» **Given entries**:
»»
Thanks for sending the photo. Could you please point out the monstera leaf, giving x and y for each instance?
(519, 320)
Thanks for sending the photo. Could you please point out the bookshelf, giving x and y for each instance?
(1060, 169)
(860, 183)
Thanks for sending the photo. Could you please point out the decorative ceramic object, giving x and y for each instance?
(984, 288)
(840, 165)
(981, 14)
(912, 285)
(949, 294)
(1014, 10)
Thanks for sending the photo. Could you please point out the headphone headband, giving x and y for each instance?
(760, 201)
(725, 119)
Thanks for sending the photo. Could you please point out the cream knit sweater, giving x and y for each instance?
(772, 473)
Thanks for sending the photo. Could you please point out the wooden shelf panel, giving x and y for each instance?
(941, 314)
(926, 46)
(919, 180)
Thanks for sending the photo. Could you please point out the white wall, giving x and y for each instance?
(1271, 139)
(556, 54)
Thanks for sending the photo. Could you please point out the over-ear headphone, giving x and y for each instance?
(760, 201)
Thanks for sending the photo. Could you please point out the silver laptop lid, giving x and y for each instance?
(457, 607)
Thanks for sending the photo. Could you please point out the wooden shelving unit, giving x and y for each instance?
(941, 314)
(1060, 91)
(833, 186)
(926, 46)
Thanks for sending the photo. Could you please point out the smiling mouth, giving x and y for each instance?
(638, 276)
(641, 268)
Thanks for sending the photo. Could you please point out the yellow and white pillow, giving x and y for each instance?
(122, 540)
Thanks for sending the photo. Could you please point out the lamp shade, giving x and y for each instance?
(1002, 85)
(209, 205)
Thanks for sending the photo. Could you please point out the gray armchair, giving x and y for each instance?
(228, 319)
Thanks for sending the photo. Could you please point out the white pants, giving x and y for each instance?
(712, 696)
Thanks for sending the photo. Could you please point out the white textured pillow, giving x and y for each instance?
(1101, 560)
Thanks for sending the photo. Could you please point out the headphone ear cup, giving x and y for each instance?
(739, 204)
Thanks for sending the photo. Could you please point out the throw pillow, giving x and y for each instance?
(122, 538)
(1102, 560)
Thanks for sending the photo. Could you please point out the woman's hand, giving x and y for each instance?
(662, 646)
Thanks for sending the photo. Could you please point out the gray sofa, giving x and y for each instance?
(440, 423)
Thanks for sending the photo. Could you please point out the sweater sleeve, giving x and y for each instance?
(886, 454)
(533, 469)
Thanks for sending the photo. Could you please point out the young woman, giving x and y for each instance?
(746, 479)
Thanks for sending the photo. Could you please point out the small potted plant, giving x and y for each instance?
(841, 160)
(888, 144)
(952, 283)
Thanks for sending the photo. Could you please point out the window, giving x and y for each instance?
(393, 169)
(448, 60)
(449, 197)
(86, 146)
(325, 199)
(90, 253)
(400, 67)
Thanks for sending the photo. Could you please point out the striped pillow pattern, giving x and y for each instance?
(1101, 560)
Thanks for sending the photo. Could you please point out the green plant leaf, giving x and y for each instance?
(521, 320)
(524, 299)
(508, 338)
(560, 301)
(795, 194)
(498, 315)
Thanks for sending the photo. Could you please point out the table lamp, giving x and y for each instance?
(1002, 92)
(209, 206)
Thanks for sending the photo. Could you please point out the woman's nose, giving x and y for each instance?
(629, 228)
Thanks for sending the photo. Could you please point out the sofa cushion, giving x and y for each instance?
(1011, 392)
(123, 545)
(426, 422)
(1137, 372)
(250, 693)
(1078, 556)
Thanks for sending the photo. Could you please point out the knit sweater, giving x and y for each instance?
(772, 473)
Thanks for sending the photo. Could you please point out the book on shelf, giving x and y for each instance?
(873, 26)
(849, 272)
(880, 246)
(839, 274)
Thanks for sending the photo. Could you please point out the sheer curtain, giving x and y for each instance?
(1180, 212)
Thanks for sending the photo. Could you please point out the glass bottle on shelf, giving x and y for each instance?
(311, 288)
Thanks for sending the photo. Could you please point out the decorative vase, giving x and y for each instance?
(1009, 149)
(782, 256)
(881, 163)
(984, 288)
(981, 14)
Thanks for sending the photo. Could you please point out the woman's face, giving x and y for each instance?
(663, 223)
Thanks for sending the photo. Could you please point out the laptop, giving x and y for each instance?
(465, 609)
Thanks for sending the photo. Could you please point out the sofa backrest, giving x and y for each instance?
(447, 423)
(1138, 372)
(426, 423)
««
» **Work to complete**: Only what runs from the line containing "face, giving x and y for each instance?" through the final line of the entries above belongs in the answer, restated exactly.

» **Answer for the task**:
Thanks for sending the photo. Could you please point out the woman's face, giving x and y for each instance?
(663, 223)
Thanks for sending the photo. Could you please point out the laptop, giving x and y for each instance?
(465, 609)
Thanks for sending the photo. Could you please point out the sofa backrest, giving x and y for each instance?
(447, 423)
(1138, 372)
(426, 423)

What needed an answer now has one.